> **原文**
┌──
お地蔵さんぽ【vol.54】身代地蔵尊@滝野川

人々を苦しみから救ってくれる存在として、古くから日本人に親しまれてきたお地蔵さま。
子どもの頃からいつも側にいる、ちょっと不思議な守り神を探す「お地蔵散歩」。
きょうもお地蔵さんを探しながら歩いています。

身代地蔵尊という旗が風になびいていた。ここは滝野川1丁目。

滝野川不動尊の隣にあったのを見つけた。気になったのは手前にある「江戸三大」「身代自動尊」という石碑。あちらこちらに「身代地蔵尊」あるいは「身代わり地蔵尊」はあると思うのだけれど、三大のあと2つはどこだろうかと思った。

とりあえず、お賽銭をあげてお参りをする。

たくさんのお花などが供えられ、とてもよくお世話をされているお地蔵さまだ。

お顔を拝ませていただこう。

とても柔和なお顔をしていらっしゃる。新しいお地蔵さまだろうか。赤い帽子や涎掛けも素敵。

身代わり地蔵は、まんが日本むかし話にもなっていた。

母と息子である五作は2人暮らしをしていた。五作は朝晩と毎日近所のにあるお地蔵さまをお参りしていた。あるとき母がまくわ瓜を食べたいというので、息子は悪いこととは思いながらも畑からまくわ瓜を盗んで母親に食べさせる。母はもう一度だけ食べたい、というので、再び畑から盗もうとしたところ、畑の主人に見つかり、刀で切りつけられた。そのまま、畑の主人は帰ってしまったが、あとで、瓜一つぐらいで切りつけたことに後悔して、翌日畑に見に行くと、五作はいない。と、近所のお地蔵さまの前に人だかりができている。なにごとかと思って、その主人が見ると、なんとお地蔵さまが刀キズを追っていたのだ。あわてて、五作の家に行ってみると、けがひとつしていない五作がいた。以来そのお地蔵さまは身代わり地蔵と呼ばれるようになったのだそうだ。
└──
> **作業内容**
1 – 身代地蔵尊の文章から、「子どもの頃からいつも側にいる、ちょっと不思議な守り神を探す「お地蔵散歩」。」で始まり「とりあえず、お賽銭をあげてお参りをする。」で終わる部分をそのまま書き写すこと。
2 – 次の(a)〜(c)が身代地蔵尊の文章と合っているかどうか、それぞれ「はい」か「いいえ」で答え、根拠となる文章中の言葉をそのまま引用すること。
(a) 身代地蔵尊は滝野川不動尊の隣にある。
(b) 筆者はお賽銭をあげずにお参りをした。
(c) 五作は父親と二人で暮らしていた。
3 – 身代地蔵尊の文章をもとに、次の問いに答えること。
(a) 身代地蔵尊の旗がなびいていたのは何丁目か。
(b) お地蔵さまの帽子や涎掛けは何色か。
(c) 五作の母が食べたいと言ったものは何か。

> **データ一覧**
┌──
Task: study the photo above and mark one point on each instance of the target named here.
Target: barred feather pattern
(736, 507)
└──
> **最終結果**
1 –
子どもの頃からいつも側にいる、ちょっと不思議な守り神を探す「お地蔵散歩」。
きょうもお地蔵さんを探しながら歩いています。

身代地蔵尊という旗が風になびいていた。ここは滝野川1丁目。

滝野川不動尊の隣にあったのを見つけた。気になったのは手前にある「江戸三大」「身代自動尊」という石碑。あちらこちらに「身代地蔵尊」あるいは「身代わり地蔵尊」はあると思うのだけれど、三大のあと2つはどこだろうかと思った。

とりあえず、お賽銭をあげてお参りをする。

2 –
(a) はい。「滝野川不動尊の隣にあったのを見つけた。」とある。
(b) いいえ。「お賽銭をあげてお参りをする。」とある。
(c) いいえ。「母と息子である五作は2人暮らしをしていた。」とある。

3 –
(a) 滝野川1丁目である。
(b) 赤である。
(c) まくわ瓜である。